Page extract:
================================

15.The respondents admitted that the land was a virgin forest when it was acquired by the appellant’s ancestors. However, the respondents maintained that the land was acquired by their great-grandfathers and that the land was given to the ancestors of the appellants on certain conditions which have been itemized earlier on in this judgment.

 

The learned authors, B.J Da Rocha and CHK Lodoh in their book, Ghana Land Law  and Conveyancing, 2nd Edition at pages 86-87 wrote about the customary law licence which may be for either farming or building. “In customary law a licence is a gratuitous tenancy whereby the tenant is permitted to use the landlord’s land free of charge. The customary law is that a stranger licensee continues his possession of the land and the enjoyment of the particular grant to him so long as he continues to recognize the title of the grantor. A licensee is not entitled to economic trees and crops on the land before his grant; however, a licensee may harvest crops from economic trees planted by him after the grant of the licence if he had a prior authorization of the licensor and the allodial title holder before planting such economic trees. As a general rule of customary law, boundary trees are not planted when a farming licence is granted so as to show that the title of the licensor has not been transferred to the licensee”. At page 82, the learned authors stated thus; “…the customary licence creates an interest in the land in which it is granted and this interest is alienable by the licensee subject to the consent of the licensor”. This position is supported by the case of ATTAH V. ESSON [1976] 1 GLR 128

 

The customary law freehold is an interest in land which a member of a community, which holds the allodial title to land acquires in a vacant virgin communal land by either farming it or building on it as stated at pages 13-14 of the Ghana Land Law and Conveyancing, 2nd Edition cited supra. A stranger can acquire a freehold interest only by grant from the community owning the allodial title. A stranger may acquire the status of a member of the community and thus qualify to acquire the customary freehold as seen in the case of ADJEI V. GRUMAH [1982-83] GLR 985

 

16. It is thus important to determine the nature of interest that the appellant’s ancestor’s had in the land. From the Record of Appeal, the case of the appellant is that the ancestors had usufructuary interest in the land. The respondents case is that, the appellant’s ancestors were strangers in the land who were given the land based on a customary licence particularly a farming licence. The deciding factor of these opposing arguments and claim is whether or not the appellant’s ancestors were members of the community or strangers?

 

The Supreme Court in the case of GLIGAH & ATISO V. THE REPUBLIC [2010] SCGLR 870 held that it is the quality of the witnesses called and whether they have succeeded in proving the ingredients required in a particular case to the required standard that is important and not the quantity of the witnesses.

================================

Supplied entries:
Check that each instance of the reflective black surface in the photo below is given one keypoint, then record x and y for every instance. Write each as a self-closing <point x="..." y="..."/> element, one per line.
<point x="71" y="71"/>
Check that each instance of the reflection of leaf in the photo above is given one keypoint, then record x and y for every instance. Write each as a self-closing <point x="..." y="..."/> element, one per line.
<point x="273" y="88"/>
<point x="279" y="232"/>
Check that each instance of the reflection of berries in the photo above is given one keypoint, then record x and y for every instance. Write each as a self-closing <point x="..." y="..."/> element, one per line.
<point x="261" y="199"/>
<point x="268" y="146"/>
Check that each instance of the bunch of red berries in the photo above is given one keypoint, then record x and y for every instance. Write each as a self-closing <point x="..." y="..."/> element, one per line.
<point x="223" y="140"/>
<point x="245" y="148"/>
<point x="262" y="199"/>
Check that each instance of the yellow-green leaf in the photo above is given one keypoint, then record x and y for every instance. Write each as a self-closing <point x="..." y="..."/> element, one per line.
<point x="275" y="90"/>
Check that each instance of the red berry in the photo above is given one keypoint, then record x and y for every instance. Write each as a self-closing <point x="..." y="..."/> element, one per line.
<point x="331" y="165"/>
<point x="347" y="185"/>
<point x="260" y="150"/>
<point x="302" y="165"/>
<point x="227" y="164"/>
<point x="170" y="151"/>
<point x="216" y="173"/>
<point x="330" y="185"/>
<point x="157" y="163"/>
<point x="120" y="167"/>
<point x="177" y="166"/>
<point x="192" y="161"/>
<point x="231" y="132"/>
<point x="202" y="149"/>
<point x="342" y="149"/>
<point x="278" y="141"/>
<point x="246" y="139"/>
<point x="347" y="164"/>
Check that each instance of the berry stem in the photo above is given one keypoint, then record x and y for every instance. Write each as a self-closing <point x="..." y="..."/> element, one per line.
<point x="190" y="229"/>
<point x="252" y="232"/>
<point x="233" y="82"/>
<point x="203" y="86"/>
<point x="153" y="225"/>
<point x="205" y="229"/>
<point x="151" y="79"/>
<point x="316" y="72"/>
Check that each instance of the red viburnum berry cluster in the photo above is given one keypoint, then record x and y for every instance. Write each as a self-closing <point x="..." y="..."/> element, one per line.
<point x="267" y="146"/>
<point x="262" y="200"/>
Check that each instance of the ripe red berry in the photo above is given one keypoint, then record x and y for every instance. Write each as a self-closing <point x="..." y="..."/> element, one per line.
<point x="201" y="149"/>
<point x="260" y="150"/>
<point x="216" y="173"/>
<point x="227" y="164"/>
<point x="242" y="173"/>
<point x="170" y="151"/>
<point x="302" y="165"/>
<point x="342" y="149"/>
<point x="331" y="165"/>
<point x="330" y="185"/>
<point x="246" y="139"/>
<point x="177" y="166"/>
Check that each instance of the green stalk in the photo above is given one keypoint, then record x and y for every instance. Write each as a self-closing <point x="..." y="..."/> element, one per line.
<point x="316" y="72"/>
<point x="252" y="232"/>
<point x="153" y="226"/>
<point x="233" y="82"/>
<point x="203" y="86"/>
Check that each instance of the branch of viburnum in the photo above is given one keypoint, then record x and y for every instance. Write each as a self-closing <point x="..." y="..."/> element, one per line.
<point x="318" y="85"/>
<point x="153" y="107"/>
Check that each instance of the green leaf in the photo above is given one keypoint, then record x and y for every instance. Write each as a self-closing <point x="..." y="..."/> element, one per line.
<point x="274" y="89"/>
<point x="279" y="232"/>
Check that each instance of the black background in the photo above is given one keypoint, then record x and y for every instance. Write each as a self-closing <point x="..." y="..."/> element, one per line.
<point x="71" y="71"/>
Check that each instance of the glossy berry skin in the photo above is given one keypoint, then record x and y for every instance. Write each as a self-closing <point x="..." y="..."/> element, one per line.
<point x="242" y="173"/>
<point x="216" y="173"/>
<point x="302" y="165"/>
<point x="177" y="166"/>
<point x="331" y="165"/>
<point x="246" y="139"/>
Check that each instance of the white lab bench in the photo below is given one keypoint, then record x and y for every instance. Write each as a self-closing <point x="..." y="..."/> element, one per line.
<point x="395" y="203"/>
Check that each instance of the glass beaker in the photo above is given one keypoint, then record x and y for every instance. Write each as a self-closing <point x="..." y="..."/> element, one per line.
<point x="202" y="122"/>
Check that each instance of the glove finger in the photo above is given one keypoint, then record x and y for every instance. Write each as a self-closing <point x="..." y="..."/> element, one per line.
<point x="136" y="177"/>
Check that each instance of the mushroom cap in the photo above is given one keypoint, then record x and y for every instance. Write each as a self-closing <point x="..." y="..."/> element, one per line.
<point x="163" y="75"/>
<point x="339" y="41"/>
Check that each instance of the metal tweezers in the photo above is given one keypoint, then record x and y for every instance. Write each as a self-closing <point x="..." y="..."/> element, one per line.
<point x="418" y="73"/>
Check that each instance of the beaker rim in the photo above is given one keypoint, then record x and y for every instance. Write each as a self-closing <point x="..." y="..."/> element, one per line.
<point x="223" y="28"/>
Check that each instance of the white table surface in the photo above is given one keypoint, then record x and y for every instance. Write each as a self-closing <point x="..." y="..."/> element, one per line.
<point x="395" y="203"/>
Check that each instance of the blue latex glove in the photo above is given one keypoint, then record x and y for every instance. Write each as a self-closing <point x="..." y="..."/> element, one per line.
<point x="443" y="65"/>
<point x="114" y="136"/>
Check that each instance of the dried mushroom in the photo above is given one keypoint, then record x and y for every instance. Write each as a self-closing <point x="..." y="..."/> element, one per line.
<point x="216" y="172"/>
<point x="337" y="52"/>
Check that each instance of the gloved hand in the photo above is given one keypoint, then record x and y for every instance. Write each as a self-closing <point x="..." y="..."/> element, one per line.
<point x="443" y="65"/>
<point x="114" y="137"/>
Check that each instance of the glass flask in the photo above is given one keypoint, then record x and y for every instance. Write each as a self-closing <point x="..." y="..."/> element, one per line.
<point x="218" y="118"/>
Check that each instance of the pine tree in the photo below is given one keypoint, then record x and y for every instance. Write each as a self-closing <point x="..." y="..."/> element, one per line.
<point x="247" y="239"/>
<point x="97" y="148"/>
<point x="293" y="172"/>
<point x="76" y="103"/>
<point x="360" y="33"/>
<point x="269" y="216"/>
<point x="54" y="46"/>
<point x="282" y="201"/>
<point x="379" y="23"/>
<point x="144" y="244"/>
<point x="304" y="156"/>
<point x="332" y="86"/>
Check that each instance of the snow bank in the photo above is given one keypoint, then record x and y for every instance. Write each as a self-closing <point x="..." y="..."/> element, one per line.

================================

Write the next part of the judgment on customary land interests, picking up after its last paragraph. Nothing in the records is needed here.

 

What this decision teaches us is that a party to a suit needs to call material witnesses in a matter in order to establish his/her claim. A material witness, therefore, is an indispensable witness without which a party’s claim fails. In other words, a material witness is someone who has adequate or sufficient information on the matter which would cause the court to tilt to one side.

 

17. The trial Magistrate realizing the need to call a court witness per Section 68 of the Evidence Act 1975 (NRCD 323) to resolve the matters which were not clear in the mind of the court called Kwame Koran of Yaa Mansah. This court witness reiterated the standpoint of the respondents. The appellant failed to call material witnesses to testify in the matter to establish their title to the land in dispute. The first material witness which the appellant failed to call was Nana Acheampong, who was the tenant that the appellant gave a portion of the land in dispute to for farming purposes specifically the ‘abusa’ system of farming which led to the act of alleged trespass by the respondents. The said tenant would have been essential to determine the nature of agreement that he had with the appellant to determine whether it amounted to a breach of the conditions as stated by the respondents. and the nature of interaction that he had with the respondents. Also the appellant failed to call the Nana Gyankufahene to ascertain the ownership of the said land in dispute because from the conditions claimed by the respondents which was given by their ancestors to the appellant’s ancestors Nana Gyankufahene is the allodial owner of the area within which the land in dispute is found.

 

From the above, it can be seen that the appellant failed to show clear title to the land is dispute and the respondents’ claim of title to the land is more probable than that of the appellant since the root of their title of the land has been corroborated and affirmed by both the respondents’ witness and the court witness. As held in the case of ODOI V. HAMMOND [1971] 1 GLR 375 at page 381 per Azu Crabbe J.A.

“It is now common learning in this country that in an action for a declaration of title to land the onus is heavily on the plaintiff to prove his case, and he cannot rely on the weakness of the defendant’s case. He must indeed “show clear title”.

 

Whether or not the traditional evidence was enough to establish the claim of title to the land.

18. Traditional evidence on boundaries and community history is admissible per Section 129 of the Evidence Act 1975 (NRCD 323) though it is hearsay and thus an exception to the hearsay rule per Section 117 of the Evidence Act.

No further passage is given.